Given problem: Lay out the data below as a two-column CSV headed text and answer, with one row for each text and its answer, and each field quoted with its line breaks turned into spaces. Cover all of the data and leave out the pictures.

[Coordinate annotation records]
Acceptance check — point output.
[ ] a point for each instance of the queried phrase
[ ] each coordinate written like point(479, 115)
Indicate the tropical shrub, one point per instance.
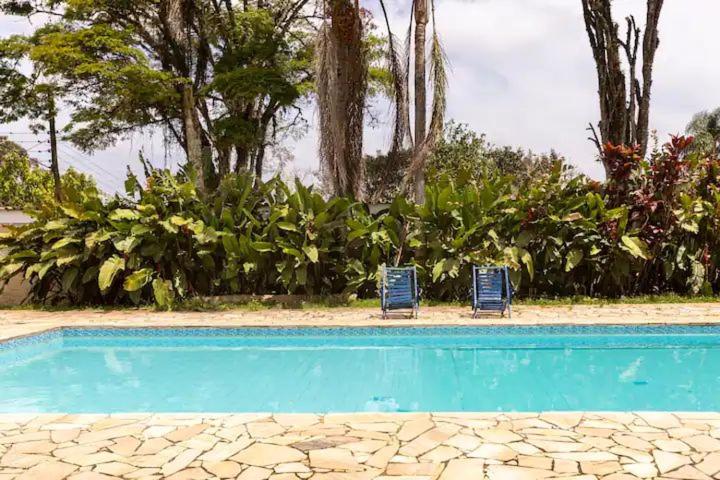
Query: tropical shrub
point(652, 228)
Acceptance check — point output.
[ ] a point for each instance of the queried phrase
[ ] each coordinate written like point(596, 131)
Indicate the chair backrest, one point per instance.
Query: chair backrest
point(400, 287)
point(488, 283)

Solved problem:
text,answer
"Acceptance check — point output. [ ] a point for each instance of the queried phrase [ ] each coordinate written like point(479, 115) Indicate the tropical shrub, one point per instance. Query: tropical shrub","point(652, 228)"
"Acceptance check — point output. [ ] a point for each instance of the queried phrase [ ] each coordinate written like point(596, 131) Indicate the chair backrest, one point per instance. Query: chair backrest","point(400, 287) point(488, 283)"